▸ **Task instructions**: Find the line that contains "[point] every instance of the firefighter glove". Then set down that line and all the lines after it, to the end of the records, exactly and with nothing added.

▸ **Listed records**:
++++++++++++++++++++
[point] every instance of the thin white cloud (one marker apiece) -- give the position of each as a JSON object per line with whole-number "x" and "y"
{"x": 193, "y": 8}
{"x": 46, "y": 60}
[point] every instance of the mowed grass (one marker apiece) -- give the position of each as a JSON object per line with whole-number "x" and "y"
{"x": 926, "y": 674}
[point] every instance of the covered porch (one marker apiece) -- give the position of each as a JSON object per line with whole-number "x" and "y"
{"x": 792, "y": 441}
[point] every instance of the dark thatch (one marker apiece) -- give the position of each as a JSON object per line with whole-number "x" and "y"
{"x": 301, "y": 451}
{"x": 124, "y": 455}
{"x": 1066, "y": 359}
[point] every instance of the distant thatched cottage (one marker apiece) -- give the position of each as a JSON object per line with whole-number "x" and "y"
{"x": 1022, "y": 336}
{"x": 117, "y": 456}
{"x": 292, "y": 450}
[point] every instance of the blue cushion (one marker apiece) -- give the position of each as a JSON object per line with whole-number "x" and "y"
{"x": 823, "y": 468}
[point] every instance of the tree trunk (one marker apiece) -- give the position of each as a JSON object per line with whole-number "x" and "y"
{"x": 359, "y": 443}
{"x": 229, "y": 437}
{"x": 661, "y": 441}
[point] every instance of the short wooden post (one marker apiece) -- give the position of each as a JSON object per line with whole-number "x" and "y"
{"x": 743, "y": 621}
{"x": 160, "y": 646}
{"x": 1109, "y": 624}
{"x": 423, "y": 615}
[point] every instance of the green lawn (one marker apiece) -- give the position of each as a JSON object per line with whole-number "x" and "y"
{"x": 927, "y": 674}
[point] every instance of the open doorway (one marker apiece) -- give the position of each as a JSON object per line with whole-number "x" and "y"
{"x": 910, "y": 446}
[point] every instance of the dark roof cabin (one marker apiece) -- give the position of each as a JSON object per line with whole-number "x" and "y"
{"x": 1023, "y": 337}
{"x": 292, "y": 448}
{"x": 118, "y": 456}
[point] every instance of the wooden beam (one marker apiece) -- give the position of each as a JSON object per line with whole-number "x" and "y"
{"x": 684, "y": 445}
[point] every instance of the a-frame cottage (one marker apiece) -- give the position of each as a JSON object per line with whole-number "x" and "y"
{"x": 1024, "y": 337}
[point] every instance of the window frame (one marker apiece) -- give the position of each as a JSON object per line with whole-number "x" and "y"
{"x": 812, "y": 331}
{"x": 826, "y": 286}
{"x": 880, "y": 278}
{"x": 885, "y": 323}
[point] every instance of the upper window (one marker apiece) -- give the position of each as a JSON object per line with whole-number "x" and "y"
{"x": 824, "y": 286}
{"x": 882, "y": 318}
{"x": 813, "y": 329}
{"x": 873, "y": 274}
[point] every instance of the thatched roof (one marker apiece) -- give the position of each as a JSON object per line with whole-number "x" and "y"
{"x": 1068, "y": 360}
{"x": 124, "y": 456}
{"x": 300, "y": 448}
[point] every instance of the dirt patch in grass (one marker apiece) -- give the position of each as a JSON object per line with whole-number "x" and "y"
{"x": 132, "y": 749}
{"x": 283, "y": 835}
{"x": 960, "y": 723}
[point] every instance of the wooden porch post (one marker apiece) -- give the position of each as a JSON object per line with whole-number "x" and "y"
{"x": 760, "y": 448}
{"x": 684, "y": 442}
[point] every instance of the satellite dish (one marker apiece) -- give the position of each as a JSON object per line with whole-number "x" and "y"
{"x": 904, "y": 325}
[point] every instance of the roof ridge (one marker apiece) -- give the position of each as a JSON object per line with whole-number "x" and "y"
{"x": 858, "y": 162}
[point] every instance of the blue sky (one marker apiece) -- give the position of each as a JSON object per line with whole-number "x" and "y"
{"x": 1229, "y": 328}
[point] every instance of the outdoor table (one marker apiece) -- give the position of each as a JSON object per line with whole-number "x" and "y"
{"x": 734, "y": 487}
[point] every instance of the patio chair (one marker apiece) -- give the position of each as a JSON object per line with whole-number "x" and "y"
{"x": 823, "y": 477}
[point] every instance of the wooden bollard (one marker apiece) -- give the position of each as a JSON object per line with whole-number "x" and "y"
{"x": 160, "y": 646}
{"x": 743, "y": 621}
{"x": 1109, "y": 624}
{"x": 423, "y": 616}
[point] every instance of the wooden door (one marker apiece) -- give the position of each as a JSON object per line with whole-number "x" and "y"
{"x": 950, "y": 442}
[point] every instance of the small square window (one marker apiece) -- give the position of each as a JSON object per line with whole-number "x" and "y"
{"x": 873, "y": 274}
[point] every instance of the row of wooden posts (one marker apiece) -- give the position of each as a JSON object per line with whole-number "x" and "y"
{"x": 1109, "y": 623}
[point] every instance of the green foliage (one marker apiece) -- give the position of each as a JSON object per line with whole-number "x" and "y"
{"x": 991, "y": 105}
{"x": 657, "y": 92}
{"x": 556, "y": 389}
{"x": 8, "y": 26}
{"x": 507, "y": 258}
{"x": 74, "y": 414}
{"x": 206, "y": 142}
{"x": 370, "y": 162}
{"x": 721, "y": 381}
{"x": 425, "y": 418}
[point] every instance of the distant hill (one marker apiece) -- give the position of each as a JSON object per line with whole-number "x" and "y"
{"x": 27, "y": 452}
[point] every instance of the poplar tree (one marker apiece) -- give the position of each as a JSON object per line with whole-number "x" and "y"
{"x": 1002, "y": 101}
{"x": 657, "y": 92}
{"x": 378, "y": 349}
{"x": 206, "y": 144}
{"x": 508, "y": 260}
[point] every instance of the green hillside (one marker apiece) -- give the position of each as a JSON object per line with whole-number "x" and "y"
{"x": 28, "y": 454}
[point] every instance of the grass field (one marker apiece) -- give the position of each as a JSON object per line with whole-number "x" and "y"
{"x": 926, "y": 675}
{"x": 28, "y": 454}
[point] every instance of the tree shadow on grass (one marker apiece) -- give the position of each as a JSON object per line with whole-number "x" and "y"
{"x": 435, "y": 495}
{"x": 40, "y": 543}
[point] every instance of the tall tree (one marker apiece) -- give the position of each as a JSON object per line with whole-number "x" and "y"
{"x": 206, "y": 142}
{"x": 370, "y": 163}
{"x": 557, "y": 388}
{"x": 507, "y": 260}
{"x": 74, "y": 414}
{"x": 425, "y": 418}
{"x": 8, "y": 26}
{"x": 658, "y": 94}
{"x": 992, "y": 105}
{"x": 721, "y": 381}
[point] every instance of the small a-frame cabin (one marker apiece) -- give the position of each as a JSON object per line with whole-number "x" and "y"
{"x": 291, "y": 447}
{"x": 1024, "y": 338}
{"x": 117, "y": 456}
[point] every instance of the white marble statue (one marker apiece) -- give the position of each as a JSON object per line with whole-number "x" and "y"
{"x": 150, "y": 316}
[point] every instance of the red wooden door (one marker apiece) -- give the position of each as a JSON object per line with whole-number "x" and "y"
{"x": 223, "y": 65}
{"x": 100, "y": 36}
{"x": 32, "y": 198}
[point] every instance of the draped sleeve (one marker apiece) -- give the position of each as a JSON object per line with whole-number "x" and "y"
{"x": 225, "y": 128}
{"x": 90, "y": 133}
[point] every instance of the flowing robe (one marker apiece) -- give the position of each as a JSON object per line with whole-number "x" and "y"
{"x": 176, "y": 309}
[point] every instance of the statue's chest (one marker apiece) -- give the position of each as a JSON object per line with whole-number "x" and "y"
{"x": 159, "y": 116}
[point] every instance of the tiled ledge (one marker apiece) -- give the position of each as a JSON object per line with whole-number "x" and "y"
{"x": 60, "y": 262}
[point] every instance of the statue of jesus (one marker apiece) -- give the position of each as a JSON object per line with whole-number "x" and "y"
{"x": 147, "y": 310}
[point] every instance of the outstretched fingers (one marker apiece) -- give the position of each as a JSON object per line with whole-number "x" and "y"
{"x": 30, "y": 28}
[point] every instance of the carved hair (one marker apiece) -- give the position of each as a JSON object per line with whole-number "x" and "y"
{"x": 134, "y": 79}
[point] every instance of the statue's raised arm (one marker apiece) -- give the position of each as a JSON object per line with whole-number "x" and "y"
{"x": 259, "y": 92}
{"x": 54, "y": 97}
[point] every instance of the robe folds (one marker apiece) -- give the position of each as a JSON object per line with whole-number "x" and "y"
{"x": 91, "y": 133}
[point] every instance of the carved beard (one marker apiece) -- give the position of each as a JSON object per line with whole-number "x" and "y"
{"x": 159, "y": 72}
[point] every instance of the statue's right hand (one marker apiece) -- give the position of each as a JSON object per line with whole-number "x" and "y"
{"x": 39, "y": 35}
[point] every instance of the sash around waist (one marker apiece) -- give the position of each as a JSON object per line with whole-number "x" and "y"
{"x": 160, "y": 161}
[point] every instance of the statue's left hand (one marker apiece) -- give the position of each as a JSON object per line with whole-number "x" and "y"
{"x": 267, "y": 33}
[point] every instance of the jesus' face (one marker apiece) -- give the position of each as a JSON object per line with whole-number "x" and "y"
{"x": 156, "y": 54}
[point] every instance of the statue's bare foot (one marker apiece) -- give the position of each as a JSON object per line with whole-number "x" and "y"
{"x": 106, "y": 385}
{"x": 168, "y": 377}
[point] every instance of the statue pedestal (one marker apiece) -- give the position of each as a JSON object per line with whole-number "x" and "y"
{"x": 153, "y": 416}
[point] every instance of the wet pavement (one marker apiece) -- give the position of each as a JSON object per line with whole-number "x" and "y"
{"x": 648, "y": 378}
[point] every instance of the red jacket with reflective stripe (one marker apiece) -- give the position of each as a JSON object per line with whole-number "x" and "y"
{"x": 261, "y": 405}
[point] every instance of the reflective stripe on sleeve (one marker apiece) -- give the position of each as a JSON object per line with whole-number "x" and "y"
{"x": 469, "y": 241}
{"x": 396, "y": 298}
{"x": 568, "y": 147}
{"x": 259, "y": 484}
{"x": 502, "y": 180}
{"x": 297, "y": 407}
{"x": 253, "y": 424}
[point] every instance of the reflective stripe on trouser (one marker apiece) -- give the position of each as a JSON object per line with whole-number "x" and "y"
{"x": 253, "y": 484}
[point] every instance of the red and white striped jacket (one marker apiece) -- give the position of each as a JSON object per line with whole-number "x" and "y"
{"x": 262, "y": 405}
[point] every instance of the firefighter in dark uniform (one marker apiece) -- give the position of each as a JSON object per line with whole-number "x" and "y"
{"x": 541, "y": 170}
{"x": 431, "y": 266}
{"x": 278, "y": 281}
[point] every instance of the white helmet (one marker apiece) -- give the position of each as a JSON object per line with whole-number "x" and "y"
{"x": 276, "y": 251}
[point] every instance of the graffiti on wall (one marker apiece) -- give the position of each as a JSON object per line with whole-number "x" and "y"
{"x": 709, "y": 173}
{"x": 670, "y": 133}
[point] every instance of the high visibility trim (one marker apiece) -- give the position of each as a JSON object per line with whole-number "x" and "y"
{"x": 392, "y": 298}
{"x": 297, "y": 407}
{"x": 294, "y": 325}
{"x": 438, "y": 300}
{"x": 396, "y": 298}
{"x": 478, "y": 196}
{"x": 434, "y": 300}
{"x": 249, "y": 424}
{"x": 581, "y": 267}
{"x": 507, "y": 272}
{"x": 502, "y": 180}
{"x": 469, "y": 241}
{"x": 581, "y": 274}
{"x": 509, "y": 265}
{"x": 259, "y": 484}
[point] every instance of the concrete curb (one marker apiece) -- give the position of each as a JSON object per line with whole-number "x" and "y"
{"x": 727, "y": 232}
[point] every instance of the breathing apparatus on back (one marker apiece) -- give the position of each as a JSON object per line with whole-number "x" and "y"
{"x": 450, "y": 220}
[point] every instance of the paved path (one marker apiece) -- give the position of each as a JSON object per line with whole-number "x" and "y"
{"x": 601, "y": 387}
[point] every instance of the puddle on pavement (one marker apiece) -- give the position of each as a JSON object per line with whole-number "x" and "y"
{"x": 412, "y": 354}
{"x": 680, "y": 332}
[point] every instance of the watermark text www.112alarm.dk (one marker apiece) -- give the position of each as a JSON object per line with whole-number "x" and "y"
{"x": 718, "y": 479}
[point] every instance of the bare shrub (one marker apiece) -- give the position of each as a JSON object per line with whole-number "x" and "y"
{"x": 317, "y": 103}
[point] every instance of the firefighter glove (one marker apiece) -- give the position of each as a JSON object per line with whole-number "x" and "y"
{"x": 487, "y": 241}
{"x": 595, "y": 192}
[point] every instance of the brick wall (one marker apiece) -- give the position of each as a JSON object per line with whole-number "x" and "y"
++++++++++++++++++++
▸ **Answer box**:
[point] every instance of the firefighter glove (one marker apiece) -- give the position of each as a JSON object per line with whole-number "x" and "y"
{"x": 487, "y": 241}
{"x": 595, "y": 192}
[point] every instance of the brick wall (one marker apiece) -- give the position of each as a JSON object per line with whole-number "x" and "y"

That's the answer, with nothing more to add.